> _TASK REQUIREMENTS_
Pick out every line of the items below that contains the word "white", and copy each one in full.

> _DATASET ROWS_
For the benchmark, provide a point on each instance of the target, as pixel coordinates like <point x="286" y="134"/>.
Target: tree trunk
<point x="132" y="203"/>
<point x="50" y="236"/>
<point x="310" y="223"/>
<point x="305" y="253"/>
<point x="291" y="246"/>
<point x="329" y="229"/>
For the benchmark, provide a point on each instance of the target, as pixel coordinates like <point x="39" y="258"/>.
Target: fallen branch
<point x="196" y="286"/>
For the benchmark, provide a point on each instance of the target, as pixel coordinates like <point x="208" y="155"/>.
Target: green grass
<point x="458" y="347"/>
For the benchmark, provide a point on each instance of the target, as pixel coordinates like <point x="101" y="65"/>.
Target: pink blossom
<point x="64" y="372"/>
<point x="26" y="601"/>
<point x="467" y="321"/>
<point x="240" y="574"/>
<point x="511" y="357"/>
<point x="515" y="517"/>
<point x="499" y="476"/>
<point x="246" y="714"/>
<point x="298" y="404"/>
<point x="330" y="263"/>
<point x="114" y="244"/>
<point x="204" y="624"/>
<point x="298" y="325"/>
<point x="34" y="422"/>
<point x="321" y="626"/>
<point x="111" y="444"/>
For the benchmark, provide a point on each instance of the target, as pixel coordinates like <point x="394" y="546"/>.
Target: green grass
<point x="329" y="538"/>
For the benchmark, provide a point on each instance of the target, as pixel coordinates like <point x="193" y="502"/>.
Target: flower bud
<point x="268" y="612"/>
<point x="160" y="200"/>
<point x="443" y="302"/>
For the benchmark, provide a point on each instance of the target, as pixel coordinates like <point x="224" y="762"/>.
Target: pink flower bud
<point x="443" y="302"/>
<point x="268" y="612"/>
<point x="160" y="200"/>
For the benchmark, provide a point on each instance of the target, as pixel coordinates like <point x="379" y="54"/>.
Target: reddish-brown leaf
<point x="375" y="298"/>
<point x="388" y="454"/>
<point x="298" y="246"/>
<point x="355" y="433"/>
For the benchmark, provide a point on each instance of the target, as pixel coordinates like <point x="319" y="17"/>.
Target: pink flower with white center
...
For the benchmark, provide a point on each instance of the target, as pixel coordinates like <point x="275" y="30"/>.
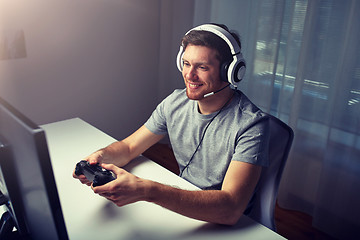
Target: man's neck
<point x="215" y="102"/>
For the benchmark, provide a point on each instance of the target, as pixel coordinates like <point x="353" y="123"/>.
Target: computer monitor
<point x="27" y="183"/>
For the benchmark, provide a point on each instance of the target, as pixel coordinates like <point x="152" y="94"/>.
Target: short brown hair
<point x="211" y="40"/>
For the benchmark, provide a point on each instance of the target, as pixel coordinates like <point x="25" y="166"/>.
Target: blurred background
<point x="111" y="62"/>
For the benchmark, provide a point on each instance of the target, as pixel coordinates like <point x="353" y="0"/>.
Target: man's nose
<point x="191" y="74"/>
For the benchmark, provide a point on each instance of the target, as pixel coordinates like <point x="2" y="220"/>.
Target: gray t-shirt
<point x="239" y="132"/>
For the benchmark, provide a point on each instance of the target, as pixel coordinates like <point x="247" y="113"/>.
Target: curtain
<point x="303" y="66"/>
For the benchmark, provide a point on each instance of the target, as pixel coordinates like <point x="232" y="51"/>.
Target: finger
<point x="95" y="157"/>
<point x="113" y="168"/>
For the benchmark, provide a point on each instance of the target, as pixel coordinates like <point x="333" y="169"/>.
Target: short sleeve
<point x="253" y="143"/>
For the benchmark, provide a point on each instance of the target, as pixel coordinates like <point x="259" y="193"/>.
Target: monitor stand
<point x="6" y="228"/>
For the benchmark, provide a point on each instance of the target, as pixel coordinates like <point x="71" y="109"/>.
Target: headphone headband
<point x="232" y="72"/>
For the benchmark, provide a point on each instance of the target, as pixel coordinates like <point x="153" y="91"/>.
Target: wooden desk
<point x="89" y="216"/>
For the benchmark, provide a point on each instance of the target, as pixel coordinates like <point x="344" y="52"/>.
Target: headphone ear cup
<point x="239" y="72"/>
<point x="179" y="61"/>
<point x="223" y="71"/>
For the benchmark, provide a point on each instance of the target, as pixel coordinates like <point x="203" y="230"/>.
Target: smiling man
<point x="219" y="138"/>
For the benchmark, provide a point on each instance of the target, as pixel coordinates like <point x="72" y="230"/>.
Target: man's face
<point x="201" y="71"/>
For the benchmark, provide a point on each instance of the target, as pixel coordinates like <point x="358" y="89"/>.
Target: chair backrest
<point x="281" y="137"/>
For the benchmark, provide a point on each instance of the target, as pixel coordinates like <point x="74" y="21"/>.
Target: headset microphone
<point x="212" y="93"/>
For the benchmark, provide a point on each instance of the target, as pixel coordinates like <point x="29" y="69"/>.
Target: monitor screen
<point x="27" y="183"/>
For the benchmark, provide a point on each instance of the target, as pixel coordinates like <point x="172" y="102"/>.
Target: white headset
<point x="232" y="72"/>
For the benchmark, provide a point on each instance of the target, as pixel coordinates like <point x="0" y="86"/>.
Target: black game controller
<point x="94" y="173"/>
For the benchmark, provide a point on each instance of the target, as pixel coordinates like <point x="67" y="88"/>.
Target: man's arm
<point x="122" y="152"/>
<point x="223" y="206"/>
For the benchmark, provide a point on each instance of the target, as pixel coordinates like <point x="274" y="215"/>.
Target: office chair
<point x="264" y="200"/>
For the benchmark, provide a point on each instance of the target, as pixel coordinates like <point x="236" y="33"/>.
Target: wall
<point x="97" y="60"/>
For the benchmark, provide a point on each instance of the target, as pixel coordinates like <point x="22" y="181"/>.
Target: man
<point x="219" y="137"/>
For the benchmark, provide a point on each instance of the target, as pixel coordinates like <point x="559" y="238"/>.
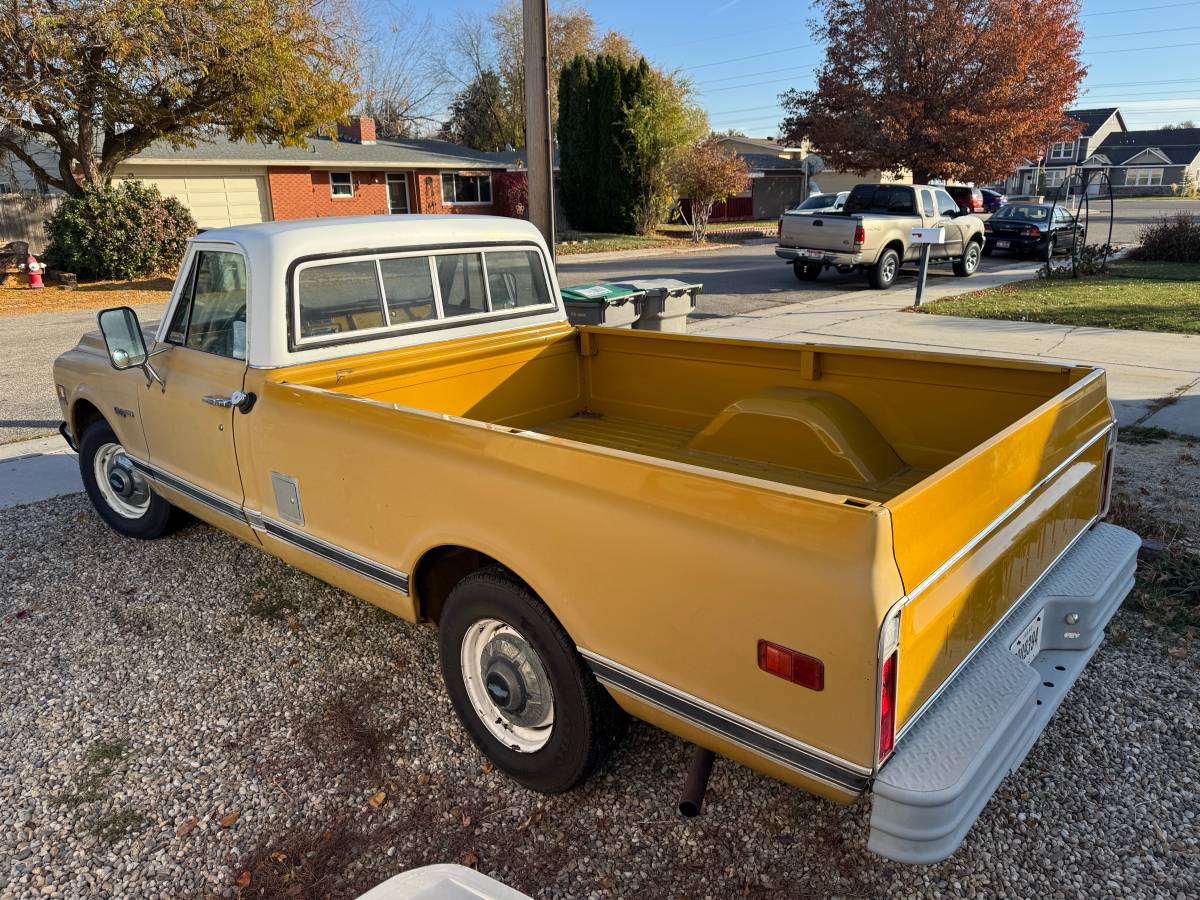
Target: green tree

> _THE RESULT_
Target: pink flower with white center
Target: white headset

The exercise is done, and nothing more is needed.